Cardfight!! Vanguard G: GIRS Crisis is the second season of Cardfight!! Vanguard G and the sixth season overall in the Cardfight!! Vanguard series. It was broadcast on TV Tokyo from October 11, 2015 to April 10, 2016, airing 26 episodes. It was made available for streaming to Daisuki, Crunchyroll and YouTube.

Plot 
A couple months have passed since the events of G. Chrono is unsure about what he wants to do with his life, while Shion plans on taking over his family’s company and Tokoha seems to have an idea about what she wants to do. With the announcement of the G Quest, Team TRY3 plan on becoming Generation masters. However, they must solve a mystery, which involves the loss of Shion’s family company, and finding how a man named Ryuzu Myojin plans on using the G Quest to awaken the remaining Depend cards. Team TRY3 will have to face new challenges from friends both new and old, while Chrono tries to awaken the three Depend Cards he has. TRY3 must push their Vanguard skills to the next level, not only to reach their future, but also to save both Earth and Planet Cray. Plan G has officially begun, and there’s no going back.

__Information shown__
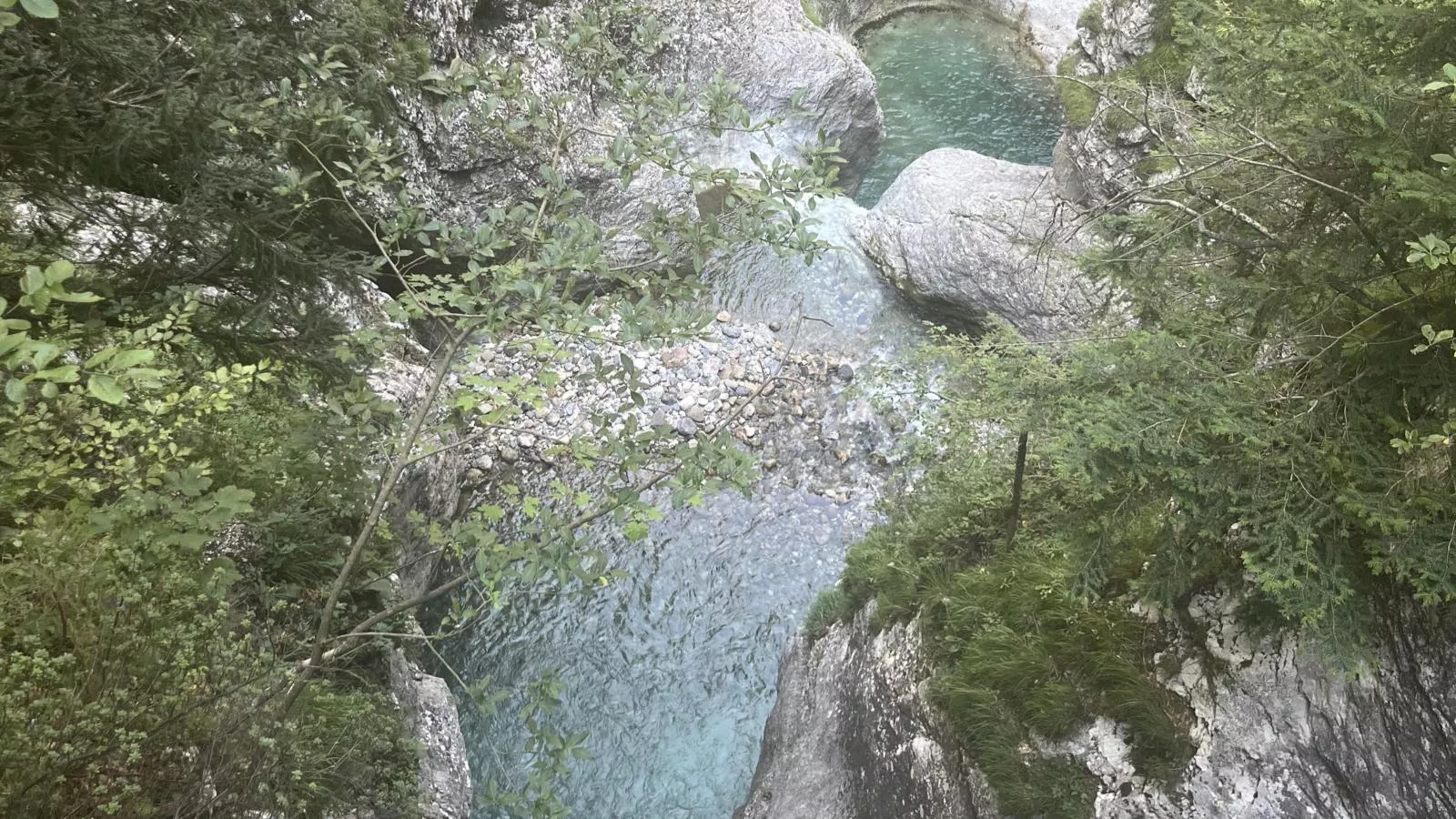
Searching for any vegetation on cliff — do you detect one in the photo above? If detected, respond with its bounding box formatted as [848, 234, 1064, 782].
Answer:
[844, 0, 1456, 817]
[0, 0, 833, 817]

__Exercise instructions__
Reproduce the GIRS Crisis season description above word for word, from its first sentence to its last.

__Solution to this problem__
Cardfight!! Vanguard G: GIRS Crisis is the second season of Cardfight!! Vanguard G and the sixth season overall in the Cardfight!! Vanguard series. It was broadcast on TV Tokyo from October 11, 2015 to April 10, 2016, airing 26 episodes. It was made available for streaming to Daisuki, Crunchyroll and YouTube.

Plot 
A couple months have passed since the events of G. Chrono is unsure about what he wants to do with his life, while Shion plans on taking over his family’s company and Tokoha seems to have an idea about what she wants to do. With the announcement of the G Quest, Team TRY3 plan on becoming Generation masters. However, they must solve a mystery, which involves the loss of Shion’s family company, and finding how a man named Ryuzu Myojin plans on using the G Quest to awaken the remaining Depend cards. Team TRY3 will have to face new challenges from friends both new and old, while Chrono tries to awaken the three Depend Cards he has. TRY3 must push their Vanguard skills to the next level, not only to reach their future, but also to save both Earth and Planet Cray. Plan G has officially begun, and there’s no going back.